— CHALLENGE —
Can you quote exactly the stretch of lines from the one with "Expected: one marker per instance of the red brick" through the final line of the material, both ends included?

— RECORDS FOR THIS TASK —
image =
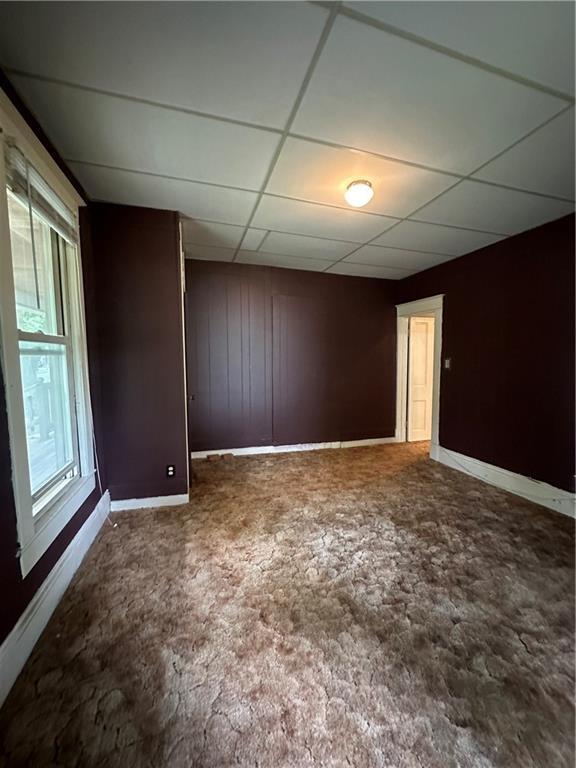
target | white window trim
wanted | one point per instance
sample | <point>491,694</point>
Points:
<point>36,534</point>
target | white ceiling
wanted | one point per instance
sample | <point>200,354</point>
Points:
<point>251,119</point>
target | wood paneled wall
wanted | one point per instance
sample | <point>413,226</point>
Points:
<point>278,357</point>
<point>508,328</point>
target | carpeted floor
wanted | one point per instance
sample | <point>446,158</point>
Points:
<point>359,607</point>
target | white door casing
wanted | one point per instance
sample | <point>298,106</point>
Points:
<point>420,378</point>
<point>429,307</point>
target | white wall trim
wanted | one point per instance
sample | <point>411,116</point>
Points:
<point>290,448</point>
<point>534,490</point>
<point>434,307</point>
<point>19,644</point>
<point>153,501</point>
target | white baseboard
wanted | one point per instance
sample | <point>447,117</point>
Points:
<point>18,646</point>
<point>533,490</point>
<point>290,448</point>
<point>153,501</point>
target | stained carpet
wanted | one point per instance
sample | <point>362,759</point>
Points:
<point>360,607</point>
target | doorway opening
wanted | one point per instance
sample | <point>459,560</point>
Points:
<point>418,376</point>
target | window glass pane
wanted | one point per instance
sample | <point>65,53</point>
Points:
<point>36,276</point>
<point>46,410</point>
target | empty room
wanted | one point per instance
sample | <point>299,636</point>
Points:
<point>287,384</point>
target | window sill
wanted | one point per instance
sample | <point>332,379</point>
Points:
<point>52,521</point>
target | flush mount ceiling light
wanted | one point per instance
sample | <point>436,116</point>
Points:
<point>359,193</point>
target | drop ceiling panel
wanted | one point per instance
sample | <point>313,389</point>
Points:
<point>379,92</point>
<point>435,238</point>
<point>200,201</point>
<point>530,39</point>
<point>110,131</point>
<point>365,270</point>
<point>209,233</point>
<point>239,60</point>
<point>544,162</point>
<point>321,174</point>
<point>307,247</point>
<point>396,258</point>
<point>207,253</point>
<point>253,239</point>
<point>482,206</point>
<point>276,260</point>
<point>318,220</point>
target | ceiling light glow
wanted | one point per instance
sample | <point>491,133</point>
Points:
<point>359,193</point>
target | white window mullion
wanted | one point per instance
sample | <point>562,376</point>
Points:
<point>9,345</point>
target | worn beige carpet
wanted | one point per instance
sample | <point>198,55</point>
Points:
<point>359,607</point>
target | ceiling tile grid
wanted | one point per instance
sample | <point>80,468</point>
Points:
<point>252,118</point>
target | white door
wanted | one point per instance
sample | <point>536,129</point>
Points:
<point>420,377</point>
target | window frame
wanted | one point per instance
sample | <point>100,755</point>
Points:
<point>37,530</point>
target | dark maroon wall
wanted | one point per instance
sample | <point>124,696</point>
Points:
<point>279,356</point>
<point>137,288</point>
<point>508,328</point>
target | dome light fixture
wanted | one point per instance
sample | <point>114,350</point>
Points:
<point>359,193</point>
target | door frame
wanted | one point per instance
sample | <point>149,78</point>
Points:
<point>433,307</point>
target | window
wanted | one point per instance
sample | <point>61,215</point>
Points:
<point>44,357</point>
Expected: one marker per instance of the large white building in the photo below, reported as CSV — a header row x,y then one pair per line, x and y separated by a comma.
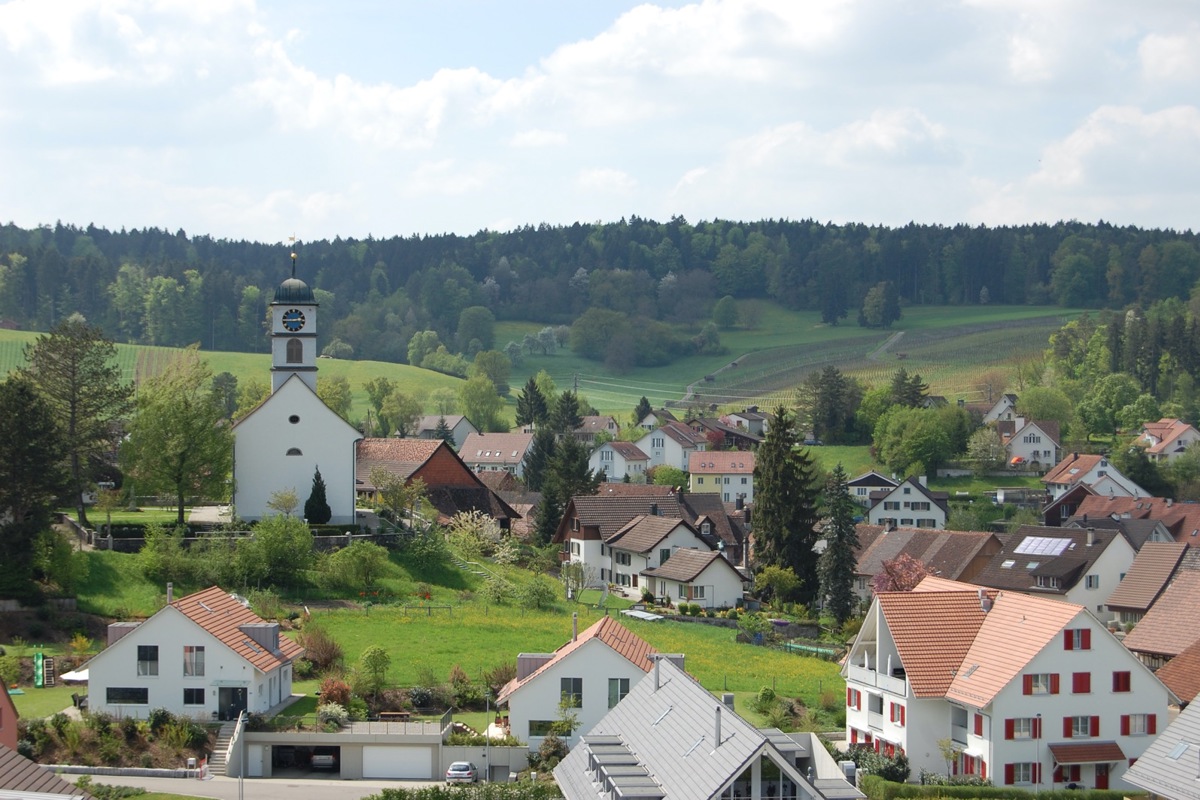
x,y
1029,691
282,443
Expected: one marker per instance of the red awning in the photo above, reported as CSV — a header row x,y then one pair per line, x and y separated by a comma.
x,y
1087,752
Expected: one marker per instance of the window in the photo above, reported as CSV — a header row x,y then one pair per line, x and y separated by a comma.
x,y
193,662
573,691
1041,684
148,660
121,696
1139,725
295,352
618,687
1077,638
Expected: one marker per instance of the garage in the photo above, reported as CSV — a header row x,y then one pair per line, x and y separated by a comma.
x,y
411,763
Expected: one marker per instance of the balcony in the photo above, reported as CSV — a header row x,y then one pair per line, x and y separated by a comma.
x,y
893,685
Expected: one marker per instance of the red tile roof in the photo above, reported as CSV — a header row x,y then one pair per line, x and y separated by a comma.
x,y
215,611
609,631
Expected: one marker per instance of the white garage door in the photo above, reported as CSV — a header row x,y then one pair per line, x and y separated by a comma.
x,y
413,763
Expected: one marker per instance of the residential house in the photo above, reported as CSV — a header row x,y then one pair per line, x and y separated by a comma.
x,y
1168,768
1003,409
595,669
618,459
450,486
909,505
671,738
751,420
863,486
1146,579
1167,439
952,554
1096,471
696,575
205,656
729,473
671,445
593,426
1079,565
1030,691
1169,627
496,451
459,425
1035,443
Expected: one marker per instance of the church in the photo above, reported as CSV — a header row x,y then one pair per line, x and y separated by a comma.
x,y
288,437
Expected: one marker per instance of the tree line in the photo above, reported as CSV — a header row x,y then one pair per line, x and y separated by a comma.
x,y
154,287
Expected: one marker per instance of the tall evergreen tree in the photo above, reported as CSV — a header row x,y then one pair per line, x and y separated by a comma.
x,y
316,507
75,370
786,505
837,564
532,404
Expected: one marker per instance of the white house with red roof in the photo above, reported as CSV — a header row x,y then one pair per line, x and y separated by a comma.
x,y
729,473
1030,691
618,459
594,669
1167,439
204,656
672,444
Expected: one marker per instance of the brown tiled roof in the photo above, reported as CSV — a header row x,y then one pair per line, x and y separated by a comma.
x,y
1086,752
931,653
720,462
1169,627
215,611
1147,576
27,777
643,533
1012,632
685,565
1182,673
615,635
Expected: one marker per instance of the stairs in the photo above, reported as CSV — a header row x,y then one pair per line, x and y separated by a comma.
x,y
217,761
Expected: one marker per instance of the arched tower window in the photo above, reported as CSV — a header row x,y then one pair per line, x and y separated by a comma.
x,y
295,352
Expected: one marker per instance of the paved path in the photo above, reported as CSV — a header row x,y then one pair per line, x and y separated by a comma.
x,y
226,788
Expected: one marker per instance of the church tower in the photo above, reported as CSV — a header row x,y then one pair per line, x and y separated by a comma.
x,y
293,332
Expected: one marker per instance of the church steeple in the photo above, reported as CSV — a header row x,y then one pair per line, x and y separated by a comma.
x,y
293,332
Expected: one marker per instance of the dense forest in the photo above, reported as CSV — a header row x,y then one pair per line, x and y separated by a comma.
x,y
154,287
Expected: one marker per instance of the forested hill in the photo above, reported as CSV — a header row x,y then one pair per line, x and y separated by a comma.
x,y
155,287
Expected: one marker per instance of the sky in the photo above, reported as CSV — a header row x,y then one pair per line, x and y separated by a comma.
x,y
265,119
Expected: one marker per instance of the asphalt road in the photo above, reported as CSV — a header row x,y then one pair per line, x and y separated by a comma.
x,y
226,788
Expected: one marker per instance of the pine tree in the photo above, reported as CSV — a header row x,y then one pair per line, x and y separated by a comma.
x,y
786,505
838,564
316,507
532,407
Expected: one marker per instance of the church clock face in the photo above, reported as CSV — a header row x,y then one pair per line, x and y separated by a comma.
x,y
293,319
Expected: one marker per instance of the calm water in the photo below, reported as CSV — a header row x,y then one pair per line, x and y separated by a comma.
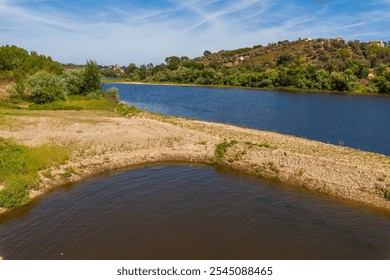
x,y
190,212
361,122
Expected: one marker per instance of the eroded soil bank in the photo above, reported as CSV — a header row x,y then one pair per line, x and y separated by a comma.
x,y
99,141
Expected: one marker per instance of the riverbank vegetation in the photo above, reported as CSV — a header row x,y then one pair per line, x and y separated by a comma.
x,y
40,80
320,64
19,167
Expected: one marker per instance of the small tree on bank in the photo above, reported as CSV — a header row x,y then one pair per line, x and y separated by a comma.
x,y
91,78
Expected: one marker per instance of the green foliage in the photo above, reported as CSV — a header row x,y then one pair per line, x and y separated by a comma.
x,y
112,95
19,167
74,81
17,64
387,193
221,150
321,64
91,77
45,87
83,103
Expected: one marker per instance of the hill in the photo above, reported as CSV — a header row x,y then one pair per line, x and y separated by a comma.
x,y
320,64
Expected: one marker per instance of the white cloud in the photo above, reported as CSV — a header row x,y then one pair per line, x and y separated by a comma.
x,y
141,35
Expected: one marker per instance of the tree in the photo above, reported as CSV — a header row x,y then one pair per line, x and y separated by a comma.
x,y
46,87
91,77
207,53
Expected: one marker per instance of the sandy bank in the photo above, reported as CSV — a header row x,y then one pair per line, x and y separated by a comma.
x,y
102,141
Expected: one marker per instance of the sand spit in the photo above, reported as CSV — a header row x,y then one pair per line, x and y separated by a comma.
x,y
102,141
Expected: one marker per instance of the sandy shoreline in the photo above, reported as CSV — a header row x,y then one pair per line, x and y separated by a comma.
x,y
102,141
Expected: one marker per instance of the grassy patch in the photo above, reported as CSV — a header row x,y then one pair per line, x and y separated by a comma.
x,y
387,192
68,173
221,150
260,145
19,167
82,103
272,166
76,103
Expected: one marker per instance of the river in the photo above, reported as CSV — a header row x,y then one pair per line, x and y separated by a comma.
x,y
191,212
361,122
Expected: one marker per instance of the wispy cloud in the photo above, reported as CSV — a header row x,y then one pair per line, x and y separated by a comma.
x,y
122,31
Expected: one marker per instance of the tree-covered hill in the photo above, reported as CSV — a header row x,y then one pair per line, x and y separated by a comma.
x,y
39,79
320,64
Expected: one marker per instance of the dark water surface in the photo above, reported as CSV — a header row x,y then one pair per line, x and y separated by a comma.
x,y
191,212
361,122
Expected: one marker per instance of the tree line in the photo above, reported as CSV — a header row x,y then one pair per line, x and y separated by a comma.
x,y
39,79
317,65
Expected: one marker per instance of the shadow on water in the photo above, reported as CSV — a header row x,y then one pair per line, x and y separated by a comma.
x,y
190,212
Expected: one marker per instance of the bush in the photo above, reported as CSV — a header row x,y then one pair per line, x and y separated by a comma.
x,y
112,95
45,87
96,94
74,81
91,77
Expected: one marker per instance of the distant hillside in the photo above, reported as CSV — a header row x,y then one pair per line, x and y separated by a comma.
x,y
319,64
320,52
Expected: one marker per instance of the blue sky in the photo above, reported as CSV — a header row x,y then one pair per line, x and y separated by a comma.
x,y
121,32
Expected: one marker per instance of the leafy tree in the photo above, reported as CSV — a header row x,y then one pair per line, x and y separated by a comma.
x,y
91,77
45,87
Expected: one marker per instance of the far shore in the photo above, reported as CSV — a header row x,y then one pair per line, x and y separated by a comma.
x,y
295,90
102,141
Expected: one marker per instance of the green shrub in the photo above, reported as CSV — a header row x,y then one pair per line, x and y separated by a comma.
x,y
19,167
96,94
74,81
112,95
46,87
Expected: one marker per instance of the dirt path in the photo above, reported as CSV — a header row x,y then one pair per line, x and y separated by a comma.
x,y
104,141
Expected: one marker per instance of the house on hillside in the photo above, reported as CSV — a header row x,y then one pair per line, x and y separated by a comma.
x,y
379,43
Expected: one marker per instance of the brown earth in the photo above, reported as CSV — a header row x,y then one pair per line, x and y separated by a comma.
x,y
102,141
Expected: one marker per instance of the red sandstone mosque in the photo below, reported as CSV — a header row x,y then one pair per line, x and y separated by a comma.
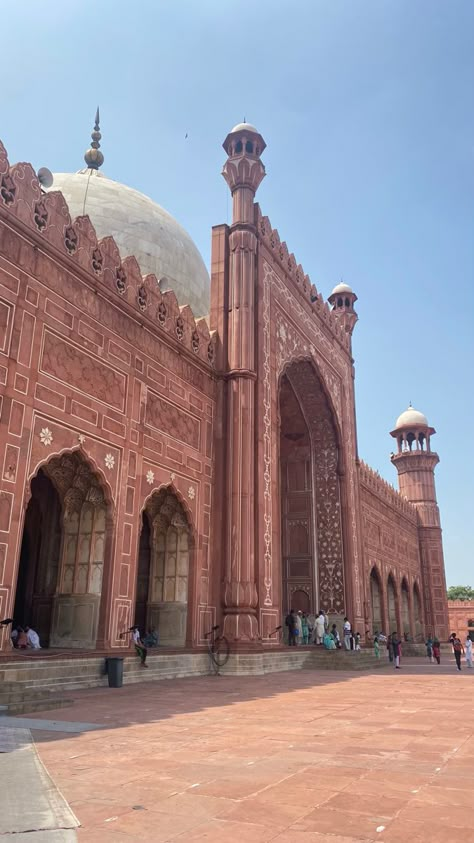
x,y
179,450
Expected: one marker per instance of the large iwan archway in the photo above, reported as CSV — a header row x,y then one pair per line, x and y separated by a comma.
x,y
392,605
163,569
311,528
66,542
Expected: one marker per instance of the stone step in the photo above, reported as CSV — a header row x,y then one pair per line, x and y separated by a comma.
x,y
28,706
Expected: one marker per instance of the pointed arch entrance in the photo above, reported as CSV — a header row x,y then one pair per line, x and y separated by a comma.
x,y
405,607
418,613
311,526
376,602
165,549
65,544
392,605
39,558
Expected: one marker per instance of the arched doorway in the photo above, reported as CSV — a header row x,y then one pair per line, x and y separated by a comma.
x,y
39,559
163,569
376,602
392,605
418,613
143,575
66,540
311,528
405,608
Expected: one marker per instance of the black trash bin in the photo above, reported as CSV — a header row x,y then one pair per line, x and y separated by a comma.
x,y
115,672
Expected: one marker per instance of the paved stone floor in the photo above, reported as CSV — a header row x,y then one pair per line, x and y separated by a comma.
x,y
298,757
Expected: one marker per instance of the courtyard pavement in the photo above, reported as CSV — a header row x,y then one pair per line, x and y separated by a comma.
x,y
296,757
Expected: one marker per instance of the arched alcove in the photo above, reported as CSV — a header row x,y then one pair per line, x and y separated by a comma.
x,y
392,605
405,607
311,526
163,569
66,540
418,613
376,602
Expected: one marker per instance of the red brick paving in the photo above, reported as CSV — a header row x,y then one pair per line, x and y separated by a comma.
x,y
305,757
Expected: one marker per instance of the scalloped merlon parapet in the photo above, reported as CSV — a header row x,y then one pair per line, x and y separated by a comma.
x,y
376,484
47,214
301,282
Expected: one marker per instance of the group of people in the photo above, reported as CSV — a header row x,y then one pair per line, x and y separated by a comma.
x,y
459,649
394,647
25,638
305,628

— FINISHED EXERCISE —
Expected: one marker per instance of the red brick paving in the photo above, reported as CSV — a header row x,y then one pair per line, x and y separated by a comma.
x,y
305,757
Expected: one marker per instance of the scalloped merlon parapet in the photo above, reported as CSV — a header row x,y then one pair per line, x and y separated by a comma.
x,y
376,484
47,214
301,282
Expected: one marker per instance of the group of people in the photo above, reported as CSV — a header row x,y then one pair per line, x and y separated by a comma.
x,y
459,649
394,647
25,638
305,628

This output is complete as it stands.